── Excerpted records

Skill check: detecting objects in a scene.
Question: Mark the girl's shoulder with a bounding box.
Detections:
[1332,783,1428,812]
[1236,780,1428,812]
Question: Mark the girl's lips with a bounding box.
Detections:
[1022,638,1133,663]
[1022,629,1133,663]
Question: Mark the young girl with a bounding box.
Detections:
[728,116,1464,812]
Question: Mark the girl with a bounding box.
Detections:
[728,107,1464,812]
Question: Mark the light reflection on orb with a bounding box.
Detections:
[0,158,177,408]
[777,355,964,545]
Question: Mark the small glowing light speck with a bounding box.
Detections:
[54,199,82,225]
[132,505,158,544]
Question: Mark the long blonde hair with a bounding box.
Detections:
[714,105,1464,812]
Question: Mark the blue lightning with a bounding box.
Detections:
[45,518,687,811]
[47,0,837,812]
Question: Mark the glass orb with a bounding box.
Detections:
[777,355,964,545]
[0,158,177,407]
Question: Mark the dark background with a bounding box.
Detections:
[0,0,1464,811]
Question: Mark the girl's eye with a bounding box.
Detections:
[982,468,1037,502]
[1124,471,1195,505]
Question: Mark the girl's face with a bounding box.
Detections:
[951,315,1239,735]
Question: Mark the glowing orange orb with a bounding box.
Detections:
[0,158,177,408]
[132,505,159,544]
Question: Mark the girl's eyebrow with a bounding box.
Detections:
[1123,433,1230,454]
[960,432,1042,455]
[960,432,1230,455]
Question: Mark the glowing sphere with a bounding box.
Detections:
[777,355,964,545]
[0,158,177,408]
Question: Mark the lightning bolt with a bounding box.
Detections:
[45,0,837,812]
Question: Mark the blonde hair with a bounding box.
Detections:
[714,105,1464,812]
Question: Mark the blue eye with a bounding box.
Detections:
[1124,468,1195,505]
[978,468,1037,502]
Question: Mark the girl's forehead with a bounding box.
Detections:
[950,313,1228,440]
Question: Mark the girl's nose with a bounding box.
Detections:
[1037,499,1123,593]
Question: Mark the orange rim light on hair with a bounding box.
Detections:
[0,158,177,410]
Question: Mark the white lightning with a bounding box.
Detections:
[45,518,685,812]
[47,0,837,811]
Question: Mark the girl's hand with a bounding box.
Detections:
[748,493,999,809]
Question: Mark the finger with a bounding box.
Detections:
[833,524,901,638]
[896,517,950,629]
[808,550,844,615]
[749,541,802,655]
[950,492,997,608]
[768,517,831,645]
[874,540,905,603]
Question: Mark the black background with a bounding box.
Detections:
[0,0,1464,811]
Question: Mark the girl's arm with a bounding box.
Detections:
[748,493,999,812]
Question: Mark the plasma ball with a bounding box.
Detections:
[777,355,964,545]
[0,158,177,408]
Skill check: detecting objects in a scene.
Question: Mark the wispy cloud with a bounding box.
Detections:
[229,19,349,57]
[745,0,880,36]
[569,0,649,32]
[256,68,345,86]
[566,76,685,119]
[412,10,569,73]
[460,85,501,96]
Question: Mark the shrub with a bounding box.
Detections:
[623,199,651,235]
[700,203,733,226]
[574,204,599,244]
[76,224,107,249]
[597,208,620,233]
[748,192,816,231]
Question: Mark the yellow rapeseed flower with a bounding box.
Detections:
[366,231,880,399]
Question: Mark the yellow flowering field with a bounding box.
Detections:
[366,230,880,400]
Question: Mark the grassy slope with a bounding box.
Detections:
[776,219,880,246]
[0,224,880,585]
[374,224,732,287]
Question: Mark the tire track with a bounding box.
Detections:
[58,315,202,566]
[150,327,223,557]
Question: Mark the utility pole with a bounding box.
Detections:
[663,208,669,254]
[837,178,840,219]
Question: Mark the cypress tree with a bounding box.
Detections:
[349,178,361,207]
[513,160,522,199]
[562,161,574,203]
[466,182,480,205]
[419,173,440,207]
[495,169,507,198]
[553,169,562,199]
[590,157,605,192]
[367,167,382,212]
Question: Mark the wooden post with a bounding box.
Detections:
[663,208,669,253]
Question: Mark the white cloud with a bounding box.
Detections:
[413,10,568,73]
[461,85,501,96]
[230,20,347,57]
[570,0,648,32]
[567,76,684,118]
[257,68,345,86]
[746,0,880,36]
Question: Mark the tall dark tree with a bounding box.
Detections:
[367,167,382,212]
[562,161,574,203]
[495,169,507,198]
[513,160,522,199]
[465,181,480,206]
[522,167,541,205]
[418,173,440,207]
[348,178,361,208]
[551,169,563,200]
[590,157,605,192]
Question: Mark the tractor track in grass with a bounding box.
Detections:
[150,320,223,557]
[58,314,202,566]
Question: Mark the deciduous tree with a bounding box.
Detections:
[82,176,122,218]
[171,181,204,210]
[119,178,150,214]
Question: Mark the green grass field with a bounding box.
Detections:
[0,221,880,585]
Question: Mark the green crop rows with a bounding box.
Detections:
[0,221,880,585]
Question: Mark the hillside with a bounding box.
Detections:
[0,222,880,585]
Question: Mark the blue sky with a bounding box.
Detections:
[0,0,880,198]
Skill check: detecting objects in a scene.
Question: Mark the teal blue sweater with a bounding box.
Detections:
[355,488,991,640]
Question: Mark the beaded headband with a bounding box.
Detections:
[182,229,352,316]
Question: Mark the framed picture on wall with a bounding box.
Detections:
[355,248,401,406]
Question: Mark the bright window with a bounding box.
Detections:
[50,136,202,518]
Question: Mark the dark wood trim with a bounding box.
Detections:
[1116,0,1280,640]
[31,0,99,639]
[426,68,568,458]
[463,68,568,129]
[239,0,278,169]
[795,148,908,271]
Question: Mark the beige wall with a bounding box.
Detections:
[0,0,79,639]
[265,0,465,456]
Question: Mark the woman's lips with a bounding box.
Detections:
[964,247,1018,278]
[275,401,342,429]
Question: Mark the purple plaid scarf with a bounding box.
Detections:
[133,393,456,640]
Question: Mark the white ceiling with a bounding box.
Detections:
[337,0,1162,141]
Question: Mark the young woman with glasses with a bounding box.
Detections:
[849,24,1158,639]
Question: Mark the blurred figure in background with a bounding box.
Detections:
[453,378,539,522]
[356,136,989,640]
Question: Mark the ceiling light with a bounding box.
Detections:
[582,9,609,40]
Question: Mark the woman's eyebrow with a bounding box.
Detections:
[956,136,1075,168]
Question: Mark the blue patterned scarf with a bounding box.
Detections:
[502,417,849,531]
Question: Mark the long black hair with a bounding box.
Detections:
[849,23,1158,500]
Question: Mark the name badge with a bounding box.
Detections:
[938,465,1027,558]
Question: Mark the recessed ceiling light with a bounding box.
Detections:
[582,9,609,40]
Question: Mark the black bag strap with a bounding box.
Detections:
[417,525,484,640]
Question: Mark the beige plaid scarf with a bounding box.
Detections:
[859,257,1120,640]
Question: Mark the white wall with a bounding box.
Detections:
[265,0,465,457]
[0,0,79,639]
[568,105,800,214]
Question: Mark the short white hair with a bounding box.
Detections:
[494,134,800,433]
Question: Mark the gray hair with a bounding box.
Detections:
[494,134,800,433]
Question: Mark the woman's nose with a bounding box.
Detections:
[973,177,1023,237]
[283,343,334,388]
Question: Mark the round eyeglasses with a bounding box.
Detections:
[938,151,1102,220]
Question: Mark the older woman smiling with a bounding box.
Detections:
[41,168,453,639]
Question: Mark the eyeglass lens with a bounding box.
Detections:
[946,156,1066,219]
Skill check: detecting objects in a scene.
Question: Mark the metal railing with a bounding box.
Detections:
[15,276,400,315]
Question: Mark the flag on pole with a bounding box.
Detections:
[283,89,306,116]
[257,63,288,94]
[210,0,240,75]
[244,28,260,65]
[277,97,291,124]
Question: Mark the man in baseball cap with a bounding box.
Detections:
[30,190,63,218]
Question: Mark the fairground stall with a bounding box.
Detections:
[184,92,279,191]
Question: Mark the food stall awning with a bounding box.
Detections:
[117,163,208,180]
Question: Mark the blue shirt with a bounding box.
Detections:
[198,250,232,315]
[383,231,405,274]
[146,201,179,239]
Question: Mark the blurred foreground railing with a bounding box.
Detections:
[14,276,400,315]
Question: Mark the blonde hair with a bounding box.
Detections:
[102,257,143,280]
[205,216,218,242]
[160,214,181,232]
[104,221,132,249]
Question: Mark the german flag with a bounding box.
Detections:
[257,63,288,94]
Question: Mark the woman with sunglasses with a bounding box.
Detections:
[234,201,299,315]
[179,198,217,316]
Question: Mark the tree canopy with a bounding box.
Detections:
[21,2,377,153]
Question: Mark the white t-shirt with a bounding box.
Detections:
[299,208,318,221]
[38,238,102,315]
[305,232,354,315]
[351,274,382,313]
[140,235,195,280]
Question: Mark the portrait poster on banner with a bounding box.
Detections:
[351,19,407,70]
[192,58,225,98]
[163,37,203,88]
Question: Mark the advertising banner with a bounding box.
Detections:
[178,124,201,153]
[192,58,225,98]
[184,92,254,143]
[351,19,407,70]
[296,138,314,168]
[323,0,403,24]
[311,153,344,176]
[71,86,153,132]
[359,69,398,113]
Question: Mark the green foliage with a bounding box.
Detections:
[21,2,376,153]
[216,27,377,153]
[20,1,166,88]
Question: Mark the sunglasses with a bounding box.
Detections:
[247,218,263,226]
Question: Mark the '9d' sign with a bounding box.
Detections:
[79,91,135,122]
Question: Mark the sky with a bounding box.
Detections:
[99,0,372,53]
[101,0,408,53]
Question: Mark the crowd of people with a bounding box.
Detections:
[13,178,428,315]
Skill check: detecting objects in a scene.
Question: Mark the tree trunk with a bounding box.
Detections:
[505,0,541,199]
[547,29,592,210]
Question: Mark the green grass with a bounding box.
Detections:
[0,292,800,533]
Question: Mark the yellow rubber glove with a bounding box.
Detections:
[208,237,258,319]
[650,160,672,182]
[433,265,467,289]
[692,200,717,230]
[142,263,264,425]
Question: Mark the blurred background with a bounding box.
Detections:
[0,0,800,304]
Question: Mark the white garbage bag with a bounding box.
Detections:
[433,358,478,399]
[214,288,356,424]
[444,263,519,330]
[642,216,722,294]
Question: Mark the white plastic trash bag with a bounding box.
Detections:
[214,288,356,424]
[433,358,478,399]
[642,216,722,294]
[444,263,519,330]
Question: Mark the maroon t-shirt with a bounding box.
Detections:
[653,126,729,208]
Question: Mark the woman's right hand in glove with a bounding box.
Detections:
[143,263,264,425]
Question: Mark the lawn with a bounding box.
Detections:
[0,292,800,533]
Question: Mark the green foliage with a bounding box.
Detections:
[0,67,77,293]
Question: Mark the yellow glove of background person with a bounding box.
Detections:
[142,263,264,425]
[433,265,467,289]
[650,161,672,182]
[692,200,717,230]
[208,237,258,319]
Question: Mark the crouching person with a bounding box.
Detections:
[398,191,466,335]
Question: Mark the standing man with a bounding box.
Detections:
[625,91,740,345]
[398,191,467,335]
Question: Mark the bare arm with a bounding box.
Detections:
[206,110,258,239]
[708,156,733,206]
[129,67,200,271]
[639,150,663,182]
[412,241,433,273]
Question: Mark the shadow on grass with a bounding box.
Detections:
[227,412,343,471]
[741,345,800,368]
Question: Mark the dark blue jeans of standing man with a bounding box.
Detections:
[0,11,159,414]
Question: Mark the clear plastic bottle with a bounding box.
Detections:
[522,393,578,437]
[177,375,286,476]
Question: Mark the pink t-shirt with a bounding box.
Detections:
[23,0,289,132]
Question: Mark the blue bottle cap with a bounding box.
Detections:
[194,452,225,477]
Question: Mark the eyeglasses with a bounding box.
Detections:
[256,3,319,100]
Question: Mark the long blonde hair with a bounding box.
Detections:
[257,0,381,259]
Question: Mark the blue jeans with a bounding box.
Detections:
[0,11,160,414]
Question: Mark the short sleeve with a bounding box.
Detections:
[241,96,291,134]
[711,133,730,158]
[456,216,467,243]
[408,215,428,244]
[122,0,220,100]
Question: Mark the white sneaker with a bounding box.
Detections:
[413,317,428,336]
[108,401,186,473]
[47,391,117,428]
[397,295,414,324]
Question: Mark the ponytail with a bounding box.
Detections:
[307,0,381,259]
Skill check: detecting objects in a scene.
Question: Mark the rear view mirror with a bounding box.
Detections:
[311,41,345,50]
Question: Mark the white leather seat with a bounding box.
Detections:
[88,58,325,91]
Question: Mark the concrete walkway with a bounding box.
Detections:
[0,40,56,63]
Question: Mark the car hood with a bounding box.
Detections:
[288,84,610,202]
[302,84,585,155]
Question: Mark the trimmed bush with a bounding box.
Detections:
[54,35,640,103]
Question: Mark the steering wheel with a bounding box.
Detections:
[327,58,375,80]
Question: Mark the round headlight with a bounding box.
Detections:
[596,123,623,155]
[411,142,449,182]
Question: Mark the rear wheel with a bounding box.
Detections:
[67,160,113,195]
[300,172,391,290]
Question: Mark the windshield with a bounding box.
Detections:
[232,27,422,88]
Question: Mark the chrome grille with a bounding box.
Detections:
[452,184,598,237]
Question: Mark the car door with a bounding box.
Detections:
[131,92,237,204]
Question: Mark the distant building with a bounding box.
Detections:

────

What this task involves
Pick out every line of the records that contains the word "hand", copying each one in full. Case counts.

Task solution
Question: Mark the girl's hand with a bounding box.
Question: Mark the woman's right hand in glove with a bounding box.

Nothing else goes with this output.